*PROBLEM DESCRIPTION*: Reproduce every one of the records below verbatim, line for line.

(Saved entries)
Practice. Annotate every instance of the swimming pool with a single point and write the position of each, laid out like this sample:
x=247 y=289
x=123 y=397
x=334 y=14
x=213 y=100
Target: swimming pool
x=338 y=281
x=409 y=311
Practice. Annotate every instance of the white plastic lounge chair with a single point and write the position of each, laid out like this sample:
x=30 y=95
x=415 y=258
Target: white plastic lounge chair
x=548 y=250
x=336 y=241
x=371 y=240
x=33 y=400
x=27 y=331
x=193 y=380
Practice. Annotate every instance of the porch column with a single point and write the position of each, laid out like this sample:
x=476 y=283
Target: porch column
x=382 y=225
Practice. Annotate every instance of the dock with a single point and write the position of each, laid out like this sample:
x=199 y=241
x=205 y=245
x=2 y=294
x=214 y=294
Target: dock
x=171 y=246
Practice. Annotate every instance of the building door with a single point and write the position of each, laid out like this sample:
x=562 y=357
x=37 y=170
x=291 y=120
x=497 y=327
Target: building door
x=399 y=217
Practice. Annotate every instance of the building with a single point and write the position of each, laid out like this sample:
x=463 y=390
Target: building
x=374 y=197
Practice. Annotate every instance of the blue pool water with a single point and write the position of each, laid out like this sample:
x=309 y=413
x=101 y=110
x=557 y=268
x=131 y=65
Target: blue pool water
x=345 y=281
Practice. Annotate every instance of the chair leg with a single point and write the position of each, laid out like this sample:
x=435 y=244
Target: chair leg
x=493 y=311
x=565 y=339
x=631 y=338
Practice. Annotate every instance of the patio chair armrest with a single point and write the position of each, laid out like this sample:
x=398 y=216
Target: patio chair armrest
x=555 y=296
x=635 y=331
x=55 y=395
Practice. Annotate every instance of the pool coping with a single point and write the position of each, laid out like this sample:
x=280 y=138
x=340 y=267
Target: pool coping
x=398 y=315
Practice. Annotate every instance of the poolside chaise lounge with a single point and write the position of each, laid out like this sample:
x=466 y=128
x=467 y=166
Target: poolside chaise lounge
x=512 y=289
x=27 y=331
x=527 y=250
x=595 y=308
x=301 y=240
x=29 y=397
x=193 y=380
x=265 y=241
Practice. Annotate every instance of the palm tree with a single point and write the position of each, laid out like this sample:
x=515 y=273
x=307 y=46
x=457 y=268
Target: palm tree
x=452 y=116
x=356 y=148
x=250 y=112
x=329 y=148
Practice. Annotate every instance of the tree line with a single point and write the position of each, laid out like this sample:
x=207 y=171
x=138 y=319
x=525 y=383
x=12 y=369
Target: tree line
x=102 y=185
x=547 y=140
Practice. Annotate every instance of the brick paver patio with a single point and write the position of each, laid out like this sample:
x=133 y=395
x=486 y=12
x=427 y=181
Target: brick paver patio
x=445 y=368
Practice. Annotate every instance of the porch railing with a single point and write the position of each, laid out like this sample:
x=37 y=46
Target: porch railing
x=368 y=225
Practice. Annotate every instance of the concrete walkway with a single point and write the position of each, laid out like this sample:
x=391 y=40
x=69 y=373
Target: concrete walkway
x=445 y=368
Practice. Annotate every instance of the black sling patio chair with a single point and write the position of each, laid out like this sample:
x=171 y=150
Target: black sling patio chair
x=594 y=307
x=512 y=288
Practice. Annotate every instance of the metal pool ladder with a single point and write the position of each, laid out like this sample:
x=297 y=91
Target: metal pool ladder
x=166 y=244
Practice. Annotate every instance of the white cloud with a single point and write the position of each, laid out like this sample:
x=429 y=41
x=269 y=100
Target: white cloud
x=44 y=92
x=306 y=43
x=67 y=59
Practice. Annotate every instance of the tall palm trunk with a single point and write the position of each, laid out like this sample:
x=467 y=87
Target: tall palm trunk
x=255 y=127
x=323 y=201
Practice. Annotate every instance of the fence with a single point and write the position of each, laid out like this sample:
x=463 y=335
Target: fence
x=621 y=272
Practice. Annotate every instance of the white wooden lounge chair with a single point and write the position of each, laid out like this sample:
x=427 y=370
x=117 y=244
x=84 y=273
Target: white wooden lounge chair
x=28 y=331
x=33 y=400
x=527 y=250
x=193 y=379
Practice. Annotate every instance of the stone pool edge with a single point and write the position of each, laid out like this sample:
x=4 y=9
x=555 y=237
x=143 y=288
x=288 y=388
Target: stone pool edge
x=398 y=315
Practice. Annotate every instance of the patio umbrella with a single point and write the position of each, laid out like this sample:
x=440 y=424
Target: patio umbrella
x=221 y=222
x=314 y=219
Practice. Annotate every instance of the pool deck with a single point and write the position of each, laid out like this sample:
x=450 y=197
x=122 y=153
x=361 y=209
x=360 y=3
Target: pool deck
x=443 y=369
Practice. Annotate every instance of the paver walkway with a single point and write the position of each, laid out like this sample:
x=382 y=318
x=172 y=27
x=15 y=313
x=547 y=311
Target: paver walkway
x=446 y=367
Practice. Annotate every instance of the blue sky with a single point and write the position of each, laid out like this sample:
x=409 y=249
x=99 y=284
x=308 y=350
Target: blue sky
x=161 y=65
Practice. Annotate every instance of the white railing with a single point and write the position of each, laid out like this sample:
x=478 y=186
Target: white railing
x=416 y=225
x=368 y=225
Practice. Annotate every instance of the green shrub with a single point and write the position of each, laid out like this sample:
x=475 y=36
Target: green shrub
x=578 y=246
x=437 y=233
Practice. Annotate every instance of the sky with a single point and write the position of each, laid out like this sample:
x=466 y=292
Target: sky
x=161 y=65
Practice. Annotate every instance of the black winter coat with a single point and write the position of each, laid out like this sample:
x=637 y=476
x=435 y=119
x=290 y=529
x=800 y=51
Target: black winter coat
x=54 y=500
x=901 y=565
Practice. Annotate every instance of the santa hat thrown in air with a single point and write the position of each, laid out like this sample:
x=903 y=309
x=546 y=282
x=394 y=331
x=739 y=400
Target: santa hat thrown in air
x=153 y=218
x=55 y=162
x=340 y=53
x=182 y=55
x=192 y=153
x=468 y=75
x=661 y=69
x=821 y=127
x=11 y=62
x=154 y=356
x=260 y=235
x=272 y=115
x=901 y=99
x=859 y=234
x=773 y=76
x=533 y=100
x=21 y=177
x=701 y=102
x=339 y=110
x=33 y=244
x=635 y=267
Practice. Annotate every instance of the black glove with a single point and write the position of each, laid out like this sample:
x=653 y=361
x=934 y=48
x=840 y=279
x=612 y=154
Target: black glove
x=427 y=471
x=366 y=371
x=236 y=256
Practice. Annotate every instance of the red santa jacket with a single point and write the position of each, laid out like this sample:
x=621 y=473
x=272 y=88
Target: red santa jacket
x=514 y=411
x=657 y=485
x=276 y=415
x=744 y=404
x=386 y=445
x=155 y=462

*RESULT OF THIS EXERCISE*:
Practice. Annotate every instance of the swimming pool with a single point and write the position of each, laid out like this sample:
x=247 y=289
x=123 y=397
x=334 y=14
x=213 y=100
Target: swimming pool
x=338 y=281
x=409 y=311
Practice. Annotate every instance of the white plastic lounge chair with a single point and write the position of each, laid out like this sample:
x=30 y=95
x=415 y=258
Target: white plastic lounge chair
x=548 y=250
x=336 y=241
x=371 y=240
x=33 y=400
x=27 y=331
x=193 y=380
Practice. Annotate every instance of the porch column with a single point and write the position of each, laid out like this sample:
x=476 y=283
Target: porch column
x=382 y=225
Practice. Annotate every instance of the dock with a single point and write the position of each, laid out like this sample:
x=199 y=241
x=205 y=245
x=2 y=294
x=214 y=294
Target: dock
x=171 y=246
Practice. Annotate every instance of the building door with a single point and write the position of each, laid out like this sample:
x=562 y=357
x=37 y=170
x=291 y=120
x=497 y=327
Target: building door
x=399 y=217
Practice. Annotate every instance of the building with a single point and write the position of each, laid out like this sample:
x=463 y=390
Target: building
x=374 y=197
Practice. Annotate every instance of the blue pool water with a single point and write the position of each, laid out like this sample:
x=309 y=413
x=101 y=110
x=557 y=268
x=131 y=65
Target: blue pool water
x=345 y=281
Practice. Annotate every instance of the chair leg with a single point and write the position of each, laid out like this sample:
x=435 y=244
Target: chair leg
x=493 y=311
x=565 y=339
x=631 y=338
Practice. Annotate every instance of the patio chair armrest with a single point and write the position of each, laid out like this sample:
x=398 y=216
Target: patio chair armrest
x=555 y=296
x=635 y=331
x=55 y=395
Practice. Annotate every instance of the pool coping with a single point and write the position of each, laid out like this sample:
x=280 y=138
x=340 y=267
Target: pool coping
x=398 y=315
Practice. Annotate every instance of the poolside chaise lounge with a single point and write the position of each, laid out like this sample:
x=466 y=128
x=467 y=166
Target: poolside chaise lounge
x=512 y=289
x=27 y=331
x=527 y=250
x=595 y=308
x=301 y=240
x=29 y=397
x=193 y=380
x=265 y=241
Practice. Annotate every instance of the palm tree with a single point and write the position of each, laid out like this sample:
x=515 y=273
x=307 y=46
x=457 y=268
Target: palm tree
x=452 y=116
x=356 y=148
x=250 y=112
x=329 y=148
Practice. Annotate every instance of the tree line with a single point and write the position of each, laid out like this sample:
x=207 y=171
x=138 y=319
x=525 y=383
x=12 y=369
Target: tree line
x=102 y=185
x=547 y=140
Practice. Annotate every instance of the brick paver patio with a single point and write the position of each, laid out like this sample:
x=133 y=395
x=486 y=12
x=427 y=181
Target: brick paver patio
x=445 y=368
Practice. Annotate every instance of the porch railing with a single point and write the position of each, laid out like this sample:
x=37 y=46
Target: porch railing
x=368 y=225
Practice. Annotate every instance of the concrete walkway with a single point and write the position of each, laid out like this sample:
x=391 y=40
x=69 y=373
Target: concrete walkway
x=445 y=368
Practice. Annotate every instance of the black sling patio chair with a single point and write the position of each, laid out like this sample:
x=171 y=150
Target: black sling patio chair
x=594 y=307
x=512 y=288
Practice. Annotate every instance of the metal pool ladder with a single point and write the position of each, laid out like this sample:
x=297 y=91
Target: metal pool ladder
x=166 y=244
Practice. Annotate every instance of the white cloud with a single point and write the position of each, laid out like this sample:
x=429 y=41
x=269 y=100
Target: white cloud
x=44 y=92
x=306 y=43
x=67 y=59
Practice. Annotate every instance of the tall palm trunk with a single point and write the position of each, laid out like this sample:
x=467 y=87
Target: tall palm trunk
x=255 y=127
x=323 y=201
Practice. Annotate every instance of the fence with a single point and write the position of each, laid out like this sample:
x=463 y=335
Target: fence
x=621 y=272
Practice. Annotate every instance of the white wooden lounge chair with a single point and write the position of each, laid out like this sample:
x=427 y=370
x=117 y=244
x=84 y=273
Target: white wooden lounge chair
x=28 y=331
x=33 y=400
x=527 y=250
x=193 y=379
Practice. Annotate every instance of the stone pool edge with a single point and write the position of each, laid out like this sample:
x=4 y=9
x=555 y=237
x=143 y=288
x=288 y=388
Target: stone pool edge
x=398 y=315
Practice. Annotate every instance of the patio umbrella with a single point and write the position of each, laid out like this sample:
x=440 y=424
Target: patio umbrella
x=221 y=222
x=314 y=219
Practice. Annotate every instance of the pool deck with a single point and write the position of each, laid out like this sample:
x=450 y=197
x=122 y=153
x=361 y=209
x=360 y=3
Target: pool deck
x=443 y=369
Practice. Annotate every instance of the paver walkway with a single point and write the position of each, laid out like this sample:
x=382 y=318
x=172 y=27
x=15 y=313
x=547 y=311
Target: paver walkway
x=446 y=367
Practice. Annotate every instance of the blue sky with a single point and write the position of each, laid out like this sample:
x=409 y=249
x=99 y=284
x=308 y=350
Target: blue sky
x=161 y=65
Practice. Annotate every instance of the white railing with a single point and write the position of each, laid out like this sample:
x=478 y=186
Target: white railing
x=416 y=225
x=368 y=225
Practice. Annotate every instance of the green shrub with a single point and write the position of each, laid out like this sample:
x=475 y=36
Target: green shrub
x=578 y=246
x=437 y=233
Practice. Annotate every instance of the sky with a single point and write the position of each, laid out like this sample:
x=466 y=292
Target: sky
x=161 y=65
Practice. Annotate every instance of the black winter coat with a single point and write the position of each, laid out like this sample:
x=637 y=476
x=435 y=119
x=290 y=529
x=800 y=51
Target: black winter coat
x=54 y=500
x=901 y=565
Practice. Annotate every instance of the santa hat thrown in air with a single point and write the position of each, laid out like this sample:
x=903 y=309
x=546 y=282
x=394 y=331
x=739 y=400
Target: santa hat thrown in air
x=153 y=218
x=55 y=162
x=340 y=53
x=182 y=55
x=192 y=153
x=468 y=75
x=661 y=69
x=821 y=127
x=11 y=62
x=154 y=356
x=260 y=235
x=272 y=115
x=901 y=99
x=859 y=234
x=773 y=76
x=533 y=100
x=21 y=177
x=701 y=102
x=339 y=110
x=33 y=244
x=635 y=267
Practice. Annotate every instance of the black glove with a single point and write the position of each, laid out like this sample:
x=653 y=361
x=934 y=48
x=840 y=279
x=612 y=154
Target: black glove
x=427 y=471
x=366 y=371
x=236 y=256
Practice. Annotate every instance of the red santa jacket with a single point and write the position of each, laid out like this sample:
x=621 y=473
x=272 y=88
Target: red santa jacket
x=514 y=411
x=657 y=485
x=276 y=415
x=744 y=404
x=386 y=445
x=155 y=462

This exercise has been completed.